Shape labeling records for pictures
--
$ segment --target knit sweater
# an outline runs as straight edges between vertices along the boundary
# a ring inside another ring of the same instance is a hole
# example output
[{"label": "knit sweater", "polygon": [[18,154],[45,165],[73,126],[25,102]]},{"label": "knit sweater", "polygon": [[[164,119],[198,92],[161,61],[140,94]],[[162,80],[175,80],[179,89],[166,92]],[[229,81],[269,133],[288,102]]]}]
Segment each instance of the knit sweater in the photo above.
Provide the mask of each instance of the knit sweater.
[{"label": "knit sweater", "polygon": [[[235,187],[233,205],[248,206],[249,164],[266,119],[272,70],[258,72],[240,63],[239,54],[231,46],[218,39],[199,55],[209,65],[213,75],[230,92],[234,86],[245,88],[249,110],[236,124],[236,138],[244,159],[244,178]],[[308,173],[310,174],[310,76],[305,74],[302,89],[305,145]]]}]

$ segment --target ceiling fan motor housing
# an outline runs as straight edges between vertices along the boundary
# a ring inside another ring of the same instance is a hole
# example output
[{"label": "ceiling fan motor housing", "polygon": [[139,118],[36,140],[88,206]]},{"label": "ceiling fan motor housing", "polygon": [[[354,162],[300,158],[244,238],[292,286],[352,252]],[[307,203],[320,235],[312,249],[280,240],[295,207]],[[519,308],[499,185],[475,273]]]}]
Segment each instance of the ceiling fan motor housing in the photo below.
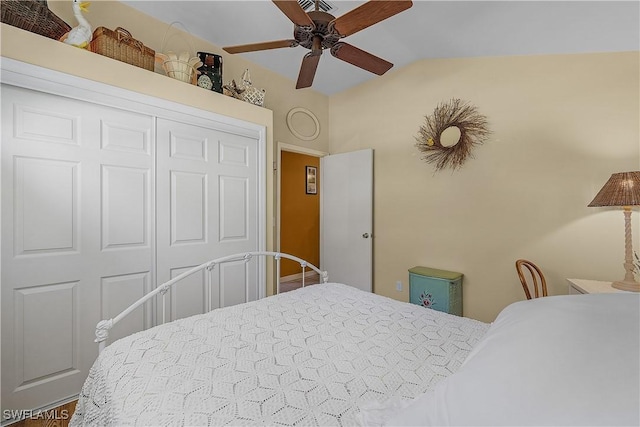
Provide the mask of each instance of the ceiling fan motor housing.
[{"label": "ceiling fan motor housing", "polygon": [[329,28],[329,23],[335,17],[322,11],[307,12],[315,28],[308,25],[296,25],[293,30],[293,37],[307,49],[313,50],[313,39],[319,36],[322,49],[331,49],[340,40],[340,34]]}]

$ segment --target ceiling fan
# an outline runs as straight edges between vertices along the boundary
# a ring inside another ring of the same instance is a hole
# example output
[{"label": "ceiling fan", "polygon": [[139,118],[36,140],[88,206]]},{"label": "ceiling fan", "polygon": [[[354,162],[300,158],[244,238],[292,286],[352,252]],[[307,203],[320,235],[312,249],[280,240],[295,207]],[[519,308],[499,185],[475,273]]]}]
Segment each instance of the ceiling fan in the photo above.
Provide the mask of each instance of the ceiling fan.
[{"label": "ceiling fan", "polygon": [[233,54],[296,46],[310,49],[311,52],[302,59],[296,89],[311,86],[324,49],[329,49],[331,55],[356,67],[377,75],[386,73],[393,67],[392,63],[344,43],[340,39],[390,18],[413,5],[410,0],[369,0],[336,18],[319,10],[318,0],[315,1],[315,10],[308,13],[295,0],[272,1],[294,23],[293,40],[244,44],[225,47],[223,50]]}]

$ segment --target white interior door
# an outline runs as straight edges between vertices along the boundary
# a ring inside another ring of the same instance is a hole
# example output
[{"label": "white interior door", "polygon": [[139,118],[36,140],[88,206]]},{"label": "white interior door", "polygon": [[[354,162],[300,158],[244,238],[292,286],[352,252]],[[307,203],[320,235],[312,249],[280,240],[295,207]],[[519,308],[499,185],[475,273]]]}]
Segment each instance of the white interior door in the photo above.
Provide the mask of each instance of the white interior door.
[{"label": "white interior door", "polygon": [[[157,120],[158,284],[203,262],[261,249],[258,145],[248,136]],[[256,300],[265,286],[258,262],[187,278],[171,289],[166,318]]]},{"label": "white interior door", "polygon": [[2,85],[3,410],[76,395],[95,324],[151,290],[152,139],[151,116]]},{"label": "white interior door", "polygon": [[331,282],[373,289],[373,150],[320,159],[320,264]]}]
--
### EXERCISE DESCRIPTION
Recast the part of the records above that opens with the line containing "--target white interior door" and runs through the end of the records as a numbered list, leaving out blank lines.

### TASK ANSWER
1. $ segment --target white interior door
2. # an outline runs as straight edges between vertices along the boundary
3. # a ring inside another ring of the same instance is a hole
4. # example output
5. [{"label": "white interior door", "polygon": [[139,118],[36,140],[88,206]]},{"label": "white interior door", "polygon": [[[354,162],[300,158],[244,238],[292,286],[352,252]],[[307,203],[320,235],[312,249],[280,240],[295,207]],[[519,308],[499,185],[475,273]]]}]
6. Segment each instance of the white interior door in the photo above.
7. Provide the mask of each instance of the white interior door.
8. [{"label": "white interior door", "polygon": [[[157,120],[158,284],[203,262],[261,249],[258,145],[248,136]],[[256,300],[265,286],[258,262],[187,278],[171,289],[166,318]]]},{"label": "white interior door", "polygon": [[2,85],[3,410],[76,395],[95,324],[151,290],[152,139],[151,116]]},{"label": "white interior door", "polygon": [[331,282],[373,289],[373,150],[320,159],[320,264]]}]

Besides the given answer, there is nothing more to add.